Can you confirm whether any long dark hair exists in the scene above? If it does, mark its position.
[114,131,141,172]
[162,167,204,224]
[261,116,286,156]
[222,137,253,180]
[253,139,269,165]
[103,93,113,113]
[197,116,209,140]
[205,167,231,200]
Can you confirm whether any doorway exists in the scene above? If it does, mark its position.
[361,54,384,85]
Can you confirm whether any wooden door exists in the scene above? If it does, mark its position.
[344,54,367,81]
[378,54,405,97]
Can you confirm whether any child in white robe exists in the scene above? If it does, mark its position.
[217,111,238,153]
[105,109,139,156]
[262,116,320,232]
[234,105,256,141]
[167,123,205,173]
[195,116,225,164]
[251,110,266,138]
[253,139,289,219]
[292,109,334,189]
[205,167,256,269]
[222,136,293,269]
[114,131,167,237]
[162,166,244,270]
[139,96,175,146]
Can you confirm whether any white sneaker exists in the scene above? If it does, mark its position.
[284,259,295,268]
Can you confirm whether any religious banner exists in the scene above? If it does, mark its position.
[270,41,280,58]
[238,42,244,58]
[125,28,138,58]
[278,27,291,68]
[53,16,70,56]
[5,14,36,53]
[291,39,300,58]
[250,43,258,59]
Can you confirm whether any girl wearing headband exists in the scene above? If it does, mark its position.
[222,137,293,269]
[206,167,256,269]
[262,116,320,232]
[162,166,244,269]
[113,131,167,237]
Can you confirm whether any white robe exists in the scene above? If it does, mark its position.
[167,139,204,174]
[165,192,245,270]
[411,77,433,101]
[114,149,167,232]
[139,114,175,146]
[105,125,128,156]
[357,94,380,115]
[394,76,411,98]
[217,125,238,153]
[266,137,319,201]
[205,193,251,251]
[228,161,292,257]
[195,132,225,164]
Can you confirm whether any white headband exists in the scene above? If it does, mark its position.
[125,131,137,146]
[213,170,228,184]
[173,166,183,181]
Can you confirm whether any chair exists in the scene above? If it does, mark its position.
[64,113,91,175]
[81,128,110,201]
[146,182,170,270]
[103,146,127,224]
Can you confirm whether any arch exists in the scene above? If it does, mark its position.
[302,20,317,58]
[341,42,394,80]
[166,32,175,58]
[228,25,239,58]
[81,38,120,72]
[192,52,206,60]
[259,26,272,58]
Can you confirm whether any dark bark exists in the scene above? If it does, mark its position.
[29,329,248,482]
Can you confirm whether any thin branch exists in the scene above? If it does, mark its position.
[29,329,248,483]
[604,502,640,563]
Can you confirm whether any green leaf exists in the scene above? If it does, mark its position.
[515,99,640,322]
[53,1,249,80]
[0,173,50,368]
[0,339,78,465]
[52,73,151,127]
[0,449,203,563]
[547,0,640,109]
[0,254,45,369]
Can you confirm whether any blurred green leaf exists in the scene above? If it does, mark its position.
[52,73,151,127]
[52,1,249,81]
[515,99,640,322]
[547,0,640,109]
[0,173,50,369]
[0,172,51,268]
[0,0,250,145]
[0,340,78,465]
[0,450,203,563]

* **INSTRUCTIONS FOR THE TASK**: Extract every entry in the listing word for word.

* **SOLUTION TO THIS TASK**:
Can you confirm whether any long dark hair exists in the scene above? If it does, mark its position.
[114,131,141,172]
[162,167,204,224]
[261,116,286,156]
[222,137,253,180]
[253,139,269,165]
[103,93,113,113]
[197,116,209,140]
[205,167,231,200]
Can you confirm whether any doorway exists in the scene above? If it does, mark its position.
[361,54,384,85]
Can you confirm whether any wooden door exists in the scene above? If it does, mark its position.
[344,54,367,81]
[378,54,405,97]
Can you confirm whether any child in white robe exists in the scene above? If it does, mark its position.
[217,111,238,153]
[105,109,139,156]
[262,116,320,232]
[234,105,256,141]
[167,123,205,173]
[195,116,225,164]
[251,110,266,138]
[253,139,289,219]
[292,109,334,189]
[205,167,256,269]
[222,136,293,269]
[114,131,167,237]
[162,166,244,270]
[139,96,175,146]
Can you confirm whether any white sneaker exists in the scene above? If it does, mark its position.
[284,259,295,268]
Can you confirm whether any religious banner exists in the scene above? If it does, mark its position.
[270,41,280,58]
[238,42,244,58]
[125,28,138,58]
[278,27,291,68]
[53,16,70,56]
[5,14,36,53]
[291,39,300,58]
[250,43,258,59]
Can you confirm whether any girl wearing headband exists in the scene above? If it does, mark its position.
[222,137,293,269]
[206,167,256,269]
[262,116,320,232]
[162,166,244,269]
[113,131,167,237]
Can you confirm whether any white robe exists in the scene above? If it does, mark its position.
[167,139,204,174]
[165,192,245,270]
[411,77,433,101]
[114,149,167,232]
[139,114,175,146]
[105,125,128,156]
[357,94,380,115]
[394,76,411,98]
[217,125,238,153]
[266,137,319,201]
[205,193,251,251]
[228,161,292,257]
[195,132,225,164]
Can you confirm whether any white headband exists in the scene above? If it does, mark its position.
[125,131,137,146]
[213,170,228,184]
[173,166,183,181]
Can you confirm whether any chair exists in the scene above? If it does, mark its position.
[64,113,91,175]
[81,128,110,201]
[146,182,170,270]
[103,146,127,224]
Can you confirm whether any arch exists in the scene above? If it does, mark its position.
[302,20,317,58]
[341,42,394,80]
[166,32,175,58]
[228,25,239,58]
[81,38,120,72]
[192,52,206,60]
[259,26,272,58]
Can you confirm whether any dark bark exists in the scene above? If it does, mark its position.
[29,329,248,482]
Can you confirm whether any thin branch exists in the scene above? If it does, mark its position.
[29,329,248,483]
[604,502,640,563]
Can you confirm whether any green leaf exists in the scene above? If it does, mark its position.
[515,99,640,322]
[53,1,249,80]
[0,173,50,368]
[0,339,78,465]
[52,73,151,127]
[0,449,203,563]
[547,0,640,109]
[0,254,45,369]
Can you confirm whether any blurred green leaf exists in the scene above? If it does, mark its position.
[52,73,151,127]
[52,1,249,81]
[515,99,640,322]
[547,0,640,109]
[0,173,50,369]
[0,172,51,268]
[0,0,250,145]
[0,340,78,465]
[0,450,203,563]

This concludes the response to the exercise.